## Given information:
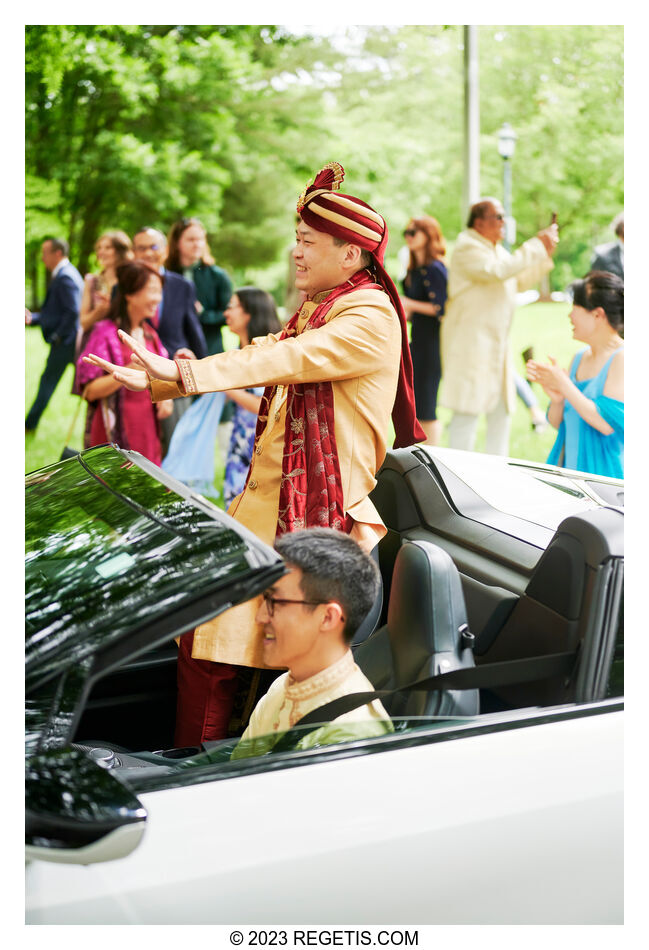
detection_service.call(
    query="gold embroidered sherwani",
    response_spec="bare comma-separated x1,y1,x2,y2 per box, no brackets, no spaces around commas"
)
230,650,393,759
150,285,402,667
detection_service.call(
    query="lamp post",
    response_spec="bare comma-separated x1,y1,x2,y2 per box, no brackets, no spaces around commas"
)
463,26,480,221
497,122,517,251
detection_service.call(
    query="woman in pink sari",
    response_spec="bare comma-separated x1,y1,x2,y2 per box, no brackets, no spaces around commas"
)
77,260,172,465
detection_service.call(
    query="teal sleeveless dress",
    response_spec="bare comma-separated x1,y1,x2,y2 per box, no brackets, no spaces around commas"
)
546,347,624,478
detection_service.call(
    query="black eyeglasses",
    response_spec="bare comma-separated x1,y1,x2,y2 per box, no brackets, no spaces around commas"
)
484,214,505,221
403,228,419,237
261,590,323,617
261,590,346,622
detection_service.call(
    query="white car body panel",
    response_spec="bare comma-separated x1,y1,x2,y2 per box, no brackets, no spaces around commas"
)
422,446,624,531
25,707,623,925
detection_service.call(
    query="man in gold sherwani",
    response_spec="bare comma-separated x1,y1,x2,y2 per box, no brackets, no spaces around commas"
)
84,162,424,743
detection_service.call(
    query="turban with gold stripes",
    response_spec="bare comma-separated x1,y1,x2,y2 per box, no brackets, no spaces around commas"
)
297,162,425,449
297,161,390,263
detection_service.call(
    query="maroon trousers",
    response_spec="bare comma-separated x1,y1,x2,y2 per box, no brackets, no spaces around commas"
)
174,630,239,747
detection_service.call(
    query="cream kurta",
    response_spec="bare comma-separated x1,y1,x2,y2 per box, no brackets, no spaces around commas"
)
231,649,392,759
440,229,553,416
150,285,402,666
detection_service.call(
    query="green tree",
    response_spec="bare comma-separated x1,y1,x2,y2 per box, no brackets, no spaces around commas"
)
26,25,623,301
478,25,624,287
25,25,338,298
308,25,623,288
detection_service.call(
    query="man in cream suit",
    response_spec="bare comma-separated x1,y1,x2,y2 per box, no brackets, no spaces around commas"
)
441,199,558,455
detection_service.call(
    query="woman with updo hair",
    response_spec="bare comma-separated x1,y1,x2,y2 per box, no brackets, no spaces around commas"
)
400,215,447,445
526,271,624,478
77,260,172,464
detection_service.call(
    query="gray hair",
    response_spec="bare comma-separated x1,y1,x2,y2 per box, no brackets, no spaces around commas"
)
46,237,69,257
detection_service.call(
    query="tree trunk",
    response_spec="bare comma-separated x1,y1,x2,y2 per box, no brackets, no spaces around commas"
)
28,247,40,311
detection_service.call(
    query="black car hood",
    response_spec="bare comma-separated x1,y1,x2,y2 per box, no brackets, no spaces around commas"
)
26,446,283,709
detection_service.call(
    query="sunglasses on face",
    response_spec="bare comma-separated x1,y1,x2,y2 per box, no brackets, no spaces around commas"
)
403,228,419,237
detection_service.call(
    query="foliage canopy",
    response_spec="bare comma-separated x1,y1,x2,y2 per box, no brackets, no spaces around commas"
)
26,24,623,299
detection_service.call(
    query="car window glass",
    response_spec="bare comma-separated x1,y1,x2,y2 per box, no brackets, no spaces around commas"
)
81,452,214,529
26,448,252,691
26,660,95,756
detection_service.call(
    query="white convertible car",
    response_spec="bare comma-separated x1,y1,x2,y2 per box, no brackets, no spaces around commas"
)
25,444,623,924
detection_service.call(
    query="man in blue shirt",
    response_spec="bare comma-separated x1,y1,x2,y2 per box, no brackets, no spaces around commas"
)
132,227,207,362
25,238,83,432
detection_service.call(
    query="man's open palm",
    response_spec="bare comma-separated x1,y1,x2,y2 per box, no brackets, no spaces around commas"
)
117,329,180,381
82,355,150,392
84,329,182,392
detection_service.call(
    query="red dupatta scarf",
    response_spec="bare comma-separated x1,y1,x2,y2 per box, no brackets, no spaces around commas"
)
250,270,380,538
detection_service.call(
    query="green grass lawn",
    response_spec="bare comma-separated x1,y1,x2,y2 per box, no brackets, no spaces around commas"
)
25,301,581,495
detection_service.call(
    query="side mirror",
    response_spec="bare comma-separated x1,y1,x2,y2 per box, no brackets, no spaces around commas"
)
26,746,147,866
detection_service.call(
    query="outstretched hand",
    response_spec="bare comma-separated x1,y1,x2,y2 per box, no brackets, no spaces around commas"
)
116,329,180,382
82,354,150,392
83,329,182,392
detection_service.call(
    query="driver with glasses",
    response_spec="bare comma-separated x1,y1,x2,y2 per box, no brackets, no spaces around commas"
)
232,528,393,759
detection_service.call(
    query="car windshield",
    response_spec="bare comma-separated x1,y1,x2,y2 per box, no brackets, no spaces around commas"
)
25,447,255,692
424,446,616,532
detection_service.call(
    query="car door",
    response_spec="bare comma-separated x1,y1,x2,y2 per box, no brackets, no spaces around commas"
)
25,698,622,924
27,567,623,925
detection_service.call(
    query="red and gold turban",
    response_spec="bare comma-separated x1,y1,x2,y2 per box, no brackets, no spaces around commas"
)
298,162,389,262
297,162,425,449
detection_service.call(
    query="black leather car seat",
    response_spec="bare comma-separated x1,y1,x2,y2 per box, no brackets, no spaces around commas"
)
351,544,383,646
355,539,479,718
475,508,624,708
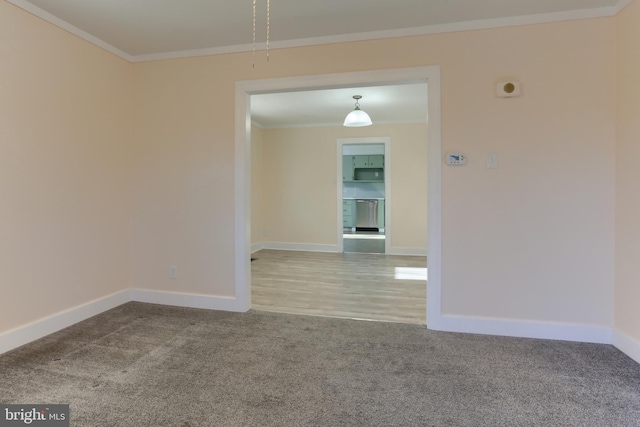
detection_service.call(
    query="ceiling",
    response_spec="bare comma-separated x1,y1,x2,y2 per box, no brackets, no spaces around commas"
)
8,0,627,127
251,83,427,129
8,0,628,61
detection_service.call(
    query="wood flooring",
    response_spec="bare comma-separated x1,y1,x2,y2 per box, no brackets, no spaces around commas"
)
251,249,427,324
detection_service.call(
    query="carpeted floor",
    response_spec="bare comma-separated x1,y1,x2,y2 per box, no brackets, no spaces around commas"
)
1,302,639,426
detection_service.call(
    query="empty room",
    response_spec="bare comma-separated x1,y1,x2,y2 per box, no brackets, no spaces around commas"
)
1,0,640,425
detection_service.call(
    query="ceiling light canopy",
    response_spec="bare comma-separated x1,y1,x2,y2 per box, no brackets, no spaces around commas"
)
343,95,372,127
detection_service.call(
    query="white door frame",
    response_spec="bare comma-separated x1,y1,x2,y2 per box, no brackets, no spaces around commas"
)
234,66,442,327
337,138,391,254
* * *
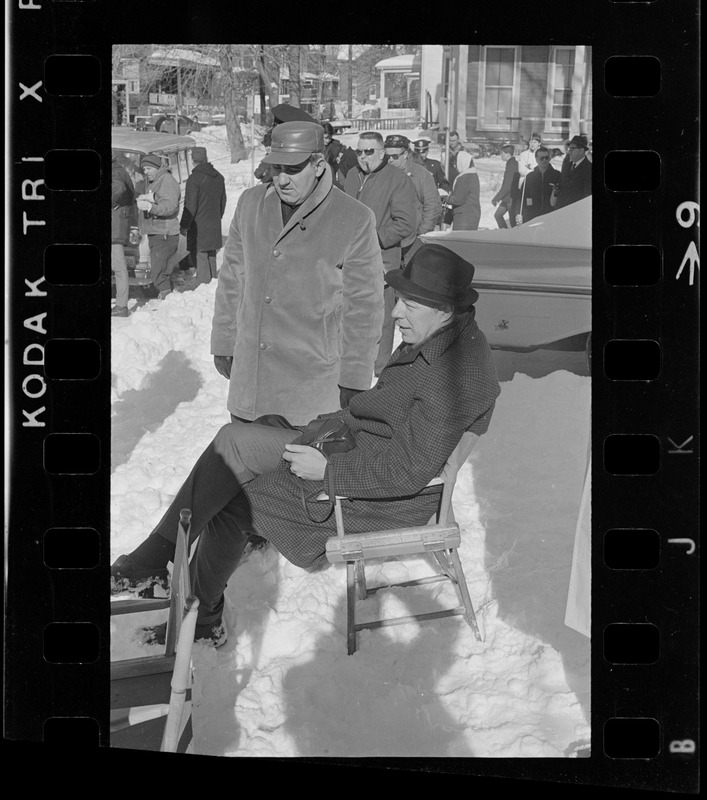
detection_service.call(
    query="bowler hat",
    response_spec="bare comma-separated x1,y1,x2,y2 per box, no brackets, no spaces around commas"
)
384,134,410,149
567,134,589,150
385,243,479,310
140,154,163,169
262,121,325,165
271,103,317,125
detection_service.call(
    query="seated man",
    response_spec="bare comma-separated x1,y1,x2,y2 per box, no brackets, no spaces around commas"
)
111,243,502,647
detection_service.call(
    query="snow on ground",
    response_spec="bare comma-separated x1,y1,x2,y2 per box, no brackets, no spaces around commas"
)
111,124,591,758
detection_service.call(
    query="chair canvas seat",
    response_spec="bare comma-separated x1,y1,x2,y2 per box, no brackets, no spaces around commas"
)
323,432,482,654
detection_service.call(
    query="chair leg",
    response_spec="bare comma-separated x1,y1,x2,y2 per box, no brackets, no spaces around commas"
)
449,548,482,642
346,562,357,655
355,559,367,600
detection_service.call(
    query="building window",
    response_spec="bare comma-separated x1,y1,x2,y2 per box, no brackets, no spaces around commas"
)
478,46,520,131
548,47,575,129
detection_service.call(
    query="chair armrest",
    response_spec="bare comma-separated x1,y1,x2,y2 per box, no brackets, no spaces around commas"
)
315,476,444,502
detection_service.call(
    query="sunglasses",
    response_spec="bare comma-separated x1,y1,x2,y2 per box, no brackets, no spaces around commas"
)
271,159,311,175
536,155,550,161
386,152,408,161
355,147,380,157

## What you need to do:
Each line with the string "ceiling" counts once; report how many such lines the material has, as a bare number.

## Answer to this problem:
2